> _The request_
Print all entries precisely as they are written.

> _Exercise data_
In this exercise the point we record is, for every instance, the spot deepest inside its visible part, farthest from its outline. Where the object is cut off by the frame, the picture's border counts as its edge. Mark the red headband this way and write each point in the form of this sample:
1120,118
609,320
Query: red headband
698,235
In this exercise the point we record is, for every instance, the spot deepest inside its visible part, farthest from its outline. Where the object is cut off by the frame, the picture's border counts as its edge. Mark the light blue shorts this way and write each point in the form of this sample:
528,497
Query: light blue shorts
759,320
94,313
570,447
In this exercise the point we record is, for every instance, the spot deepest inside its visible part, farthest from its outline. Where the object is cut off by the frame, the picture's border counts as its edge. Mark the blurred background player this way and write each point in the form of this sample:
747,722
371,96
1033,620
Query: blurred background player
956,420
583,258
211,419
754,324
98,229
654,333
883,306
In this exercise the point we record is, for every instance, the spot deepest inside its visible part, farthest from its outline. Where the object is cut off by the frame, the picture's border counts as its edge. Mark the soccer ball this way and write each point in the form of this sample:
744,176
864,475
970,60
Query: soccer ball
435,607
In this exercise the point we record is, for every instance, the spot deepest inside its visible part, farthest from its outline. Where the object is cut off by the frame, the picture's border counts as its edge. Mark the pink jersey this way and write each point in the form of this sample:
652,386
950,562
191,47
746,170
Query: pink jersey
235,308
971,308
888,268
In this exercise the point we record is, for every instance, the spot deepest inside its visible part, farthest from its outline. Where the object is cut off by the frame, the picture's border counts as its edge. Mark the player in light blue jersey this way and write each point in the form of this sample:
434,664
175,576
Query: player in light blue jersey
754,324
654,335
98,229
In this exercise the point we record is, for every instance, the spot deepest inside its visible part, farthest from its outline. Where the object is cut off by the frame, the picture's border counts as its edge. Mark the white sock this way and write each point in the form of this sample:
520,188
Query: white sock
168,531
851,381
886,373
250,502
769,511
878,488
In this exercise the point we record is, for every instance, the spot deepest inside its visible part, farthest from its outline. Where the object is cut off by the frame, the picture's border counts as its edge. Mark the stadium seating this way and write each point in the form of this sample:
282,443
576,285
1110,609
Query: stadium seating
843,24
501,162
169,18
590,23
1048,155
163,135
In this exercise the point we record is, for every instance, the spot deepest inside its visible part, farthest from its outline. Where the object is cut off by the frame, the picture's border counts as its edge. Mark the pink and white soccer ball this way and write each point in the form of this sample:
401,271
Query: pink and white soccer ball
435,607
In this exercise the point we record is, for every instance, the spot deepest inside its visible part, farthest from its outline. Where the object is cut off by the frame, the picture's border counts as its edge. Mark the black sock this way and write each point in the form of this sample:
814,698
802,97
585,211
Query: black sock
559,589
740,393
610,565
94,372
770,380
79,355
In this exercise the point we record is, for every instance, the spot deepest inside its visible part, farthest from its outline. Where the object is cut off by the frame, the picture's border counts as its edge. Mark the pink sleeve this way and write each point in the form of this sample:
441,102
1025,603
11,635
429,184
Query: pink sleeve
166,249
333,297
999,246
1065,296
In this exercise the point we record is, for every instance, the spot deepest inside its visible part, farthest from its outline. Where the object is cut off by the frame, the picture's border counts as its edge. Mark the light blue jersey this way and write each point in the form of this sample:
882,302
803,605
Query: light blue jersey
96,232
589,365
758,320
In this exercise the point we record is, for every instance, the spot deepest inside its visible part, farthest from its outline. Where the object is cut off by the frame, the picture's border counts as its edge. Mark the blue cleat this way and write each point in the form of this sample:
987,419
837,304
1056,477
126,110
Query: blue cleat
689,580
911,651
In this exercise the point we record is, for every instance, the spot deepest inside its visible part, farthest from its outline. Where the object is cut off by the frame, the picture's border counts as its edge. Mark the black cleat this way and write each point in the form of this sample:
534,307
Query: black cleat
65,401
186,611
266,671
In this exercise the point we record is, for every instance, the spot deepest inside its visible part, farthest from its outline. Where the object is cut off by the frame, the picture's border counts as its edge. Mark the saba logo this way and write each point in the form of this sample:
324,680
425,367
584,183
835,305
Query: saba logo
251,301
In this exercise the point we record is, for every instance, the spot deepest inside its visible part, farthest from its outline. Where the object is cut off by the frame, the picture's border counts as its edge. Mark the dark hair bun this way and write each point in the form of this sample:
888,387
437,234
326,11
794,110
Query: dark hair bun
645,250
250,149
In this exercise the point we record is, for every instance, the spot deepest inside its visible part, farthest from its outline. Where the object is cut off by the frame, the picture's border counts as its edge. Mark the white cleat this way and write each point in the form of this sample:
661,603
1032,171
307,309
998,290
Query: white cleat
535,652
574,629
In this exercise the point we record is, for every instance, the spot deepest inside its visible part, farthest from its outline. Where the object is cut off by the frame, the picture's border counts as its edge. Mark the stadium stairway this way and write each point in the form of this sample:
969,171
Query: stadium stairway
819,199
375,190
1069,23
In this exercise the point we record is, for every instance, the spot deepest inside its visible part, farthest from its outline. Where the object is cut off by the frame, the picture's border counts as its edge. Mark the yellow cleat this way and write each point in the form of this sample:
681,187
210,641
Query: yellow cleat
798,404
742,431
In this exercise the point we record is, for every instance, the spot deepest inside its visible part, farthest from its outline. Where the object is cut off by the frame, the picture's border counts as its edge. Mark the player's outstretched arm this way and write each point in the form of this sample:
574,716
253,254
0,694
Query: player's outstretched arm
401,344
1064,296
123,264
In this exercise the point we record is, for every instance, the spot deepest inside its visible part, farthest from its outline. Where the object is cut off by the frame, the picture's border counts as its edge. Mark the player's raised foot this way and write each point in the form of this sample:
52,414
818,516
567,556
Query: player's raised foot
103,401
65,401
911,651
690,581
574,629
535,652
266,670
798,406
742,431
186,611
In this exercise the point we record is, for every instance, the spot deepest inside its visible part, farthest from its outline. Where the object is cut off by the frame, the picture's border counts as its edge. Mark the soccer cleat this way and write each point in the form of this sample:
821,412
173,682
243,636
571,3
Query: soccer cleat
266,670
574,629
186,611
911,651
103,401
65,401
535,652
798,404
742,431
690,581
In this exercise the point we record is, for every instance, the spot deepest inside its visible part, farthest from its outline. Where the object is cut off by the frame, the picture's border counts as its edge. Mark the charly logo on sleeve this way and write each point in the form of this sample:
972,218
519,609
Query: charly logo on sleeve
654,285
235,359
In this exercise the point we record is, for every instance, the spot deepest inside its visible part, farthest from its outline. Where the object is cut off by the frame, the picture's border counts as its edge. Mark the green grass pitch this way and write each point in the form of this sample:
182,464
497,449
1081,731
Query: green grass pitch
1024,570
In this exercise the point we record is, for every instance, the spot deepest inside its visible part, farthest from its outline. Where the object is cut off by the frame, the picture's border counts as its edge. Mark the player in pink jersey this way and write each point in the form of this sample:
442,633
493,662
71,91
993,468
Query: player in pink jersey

> _Right answer_
In this exercise the point we record is, for every instance, the spot deepest inside its visible part, farthest from its outline. Where the object is cut off by the frame, the picture's border counts as its edge. Mark the red headband this way and write each point in the form of this sample:
1120,118
609,320
Query: red headband
698,235
In this exercise the point we record is, for every instance, the spot deepest inside its visible part, farthest from its outline. Where the object is cut off by the frame, the picture's border counts as its edge. Mark the light blue shorts this way and write each point in the form of this sample:
528,497
Query: light blue shorts
759,320
94,313
570,447
In this exercise the point we record is, for every instance, the spot deepest inside its visible part, farthest from its outline. Where the object is cut off by the frame, the picture's border counts as its edge. Mark the blurred background player this way and write each point in the form of this sample:
747,722
371,96
1033,620
Query: blurred background player
956,420
583,258
211,419
754,324
98,229
654,333
883,306
In this exercise the point we record is, for every instance, the spot deepest inside its visible part, farthest from its outline. Where the object is cut off by the frame, the picture's border counts as its edge. Mark the soccer ball this way and write each point in the form of this sample:
744,176
864,475
970,60
Query: soccer ball
435,607
In this exercise the point we record is, for every instance, the spot deepest inside its visible part, farthest from its outline. Where the object is cut off by the frame, the picture's border counts as its edge. Mark the pink jersey this way and write each point in the form of this sample:
652,386
950,562
191,47
746,170
Query: pink jersey
235,308
971,308
888,268
In this exercise the point we record is, for every instance, the spot deepest inside its visible part, farthest from its outline. Where the object is cut off by the frame, the picture's border counts as its edge. Mark the player in light blue jersey this way and write each point in the form of this sample:
434,664
175,576
Query: player in light blue jersey
754,324
654,335
98,229
In this exercise the point we record is, for every instance, the spot deepest inside its visible part, farthest from its outline. Where the object is cut off by the frame, the picture's border counts as its edge. Mark the white sock this way and write each point in the form of this sample:
520,188
Query: white sock
168,531
851,381
886,373
250,502
769,511
878,488
In this exercise the point we record is, for every instance, the spot deepest inside its visible part, farthest from its outline. Where the object is cut off by the frame, the picture's border counts as its edge. Mark the stadium seating this way and write each point in the form of this sample:
282,443
576,285
1110,609
Query: stadium seating
843,24
501,162
169,18
590,23
1048,155
163,135
In this exercise the point we record is, for every instance, the spot deepest inside its visible part, farthest from its outline. Where the object is cut off by the frame, the picture's border counts as its edge. Mark the pink and white soccer ball this way and write each point in the form of this sample:
401,271
Query: pink and white soccer ball
435,607
In this exercise the point we record is, for every instance, the spot deepest inside its visible part, farthest from its outline. Where the object is cut off by the frame, the picture's border counts as its edge. Mark the black sock this way and write each point in the form of this sample:
814,698
802,97
585,211
Query: black sock
559,589
740,393
610,565
94,372
770,380
79,355
In this exercise the point we record is, for every instance, the spot deepest inside its visible part, farthest from its outline. Where the object is cut off by the frame, the picture's border counts as its edge. Mark the pink sleeve this way and write each point in the form of this sample:
441,102
1025,603
11,635
429,184
Query: pink sleeve
166,249
333,297
999,246
1065,296
In this exercise the point we record is, for every instance, the spot deepest inside its visible part, farthest from its outline. Where the object is cut off by the frame, the picture's border counts as its edge. Mark the light blue jersey this way and write each point in the form of this sample:
882,302
803,605
Query: light blue jersey
96,232
589,365
758,320
In this exercise the point we record is, for every instance, the spot deepest inside its visible part, farthest from its outline. Where the object is cut off by the frame, the picture's border counts as its edge. Mark the blue cleat this way and write each point in the form of this sample:
987,419
837,304
1056,477
126,110
Query: blue cleat
689,580
911,651
In this exercise the point we record is, for every instance, the spot deepest inside its visible part, farthest from its outline. Where the object is cut off by the frame, the picture's border counts as its edge. Mark the black cleat this way and write each point in the form of this sample:
534,307
Query: black cleat
65,401
186,611
266,671
In this exercise the point we record is, for every instance, the spot deepest inside its visible part, farthest from its outline. Where the object is cut off by the frame, the picture's border counts as its edge. Mark the saba logo this way and write each point in the form of this sample:
324,680
425,367
584,183
835,305
Query: saba logo
251,301
In this exercise the point we record is, for every instance, the spot deepest inside its visible part, farthest from its outline. Where the object is cut off by the frame, the picture's border counts as its edge. Mark the dark hair bun this way and write each point in the form of this sample:
888,387
437,234
326,11
794,110
Query: dark hair bun
645,250
250,149
In this exercise the point we record is, for every instance, the spot deepest inside its visible part, farthest from its outline. Where the object is cut off by the frame, the picture's border counts as its edge. Mark the white cleat this way and write each point in the form of this sample:
661,603
1032,171
307,309
998,290
Query: white cleat
535,652
574,629
In this exercise the point we record is, for every instance, the spot deepest inside its visible part, farthest from its outline. Where the object is cut off by the frame, the picture's border counts as its edge. Mark the stadium stairway this way and write each point in the form of this sample:
969,171
Query: stadium stairway
819,199
375,190
1069,23
In this exercise the point we record is, for every instance, the spot deepest inside its visible part, farthest from its outline. Where the object is cut off by the frame, the picture's border counts as its edge. Mark the yellow cleat this way and write each point in the form of this sample:
681,187
210,641
Query: yellow cleat
798,404
742,431
In this exercise the point we record is, for every instance, the spot deepest inside its visible part, farthest from its outline. Where the object is cut off by the frame, the picture's border counts as its edge. Mark the player's outstretched arm this way and write each point in the form of this sample:
574,716
253,254
0,694
Query: player's outstretched arm
401,344
1064,296
123,264
In this exercise the point we record is, for every instance, the spot deepest inside its visible part, farthest from its outline. Where the object is cut off by the frame, the picture's border counts as its edge. Mark the player's raised foot this way and write each point in the form of this sample:
52,414
818,516
567,556
Query: player's raised foot
103,401
65,401
911,651
690,581
574,629
535,652
266,670
798,406
742,431
186,611
In this exercise the point we record is, for every instance, the spot deepest inside its visible part, farthest from its outline. Where the object is cut off by the frame, the picture's border counts as its edge. Mark the soccer cleat this way and write each point in the form of this sample:
821,412
173,682
243,636
571,3
Query: soccer cleat
266,670
574,629
186,611
911,651
103,401
65,401
535,652
798,404
742,431
690,581
In this exercise the point we record is, for every instance, the spot deepest inside its visible part, farthest from its outline. Where the object is cut off by the frame, the picture's border counts as its edge. Mark the charly logo on sleeve this way and write each point in the form of this sample:
972,218
519,609
Query: charly logo on sleeve
654,285
235,359
In this exercise the point we record is, for every instance, the spot deepest inside its visible part, farthest from its outline. Where the object is cut off by the frame, the picture's border counts as its edge. Mark the green grass pitch this way and write each point in the form of this sample:
182,464
497,449
1081,731
Query: green grass pitch
1024,570
In this exercise the point we record is, for every instance, the spot deepest inside its visible part, farthest from its outline. Where the object is cut off by the frame, the picture's border counts as its edge. Mark the player in pink jersey this way and write each point in the form of this sample:
442,633
493,662
71,91
993,468
Query: player in pink jersey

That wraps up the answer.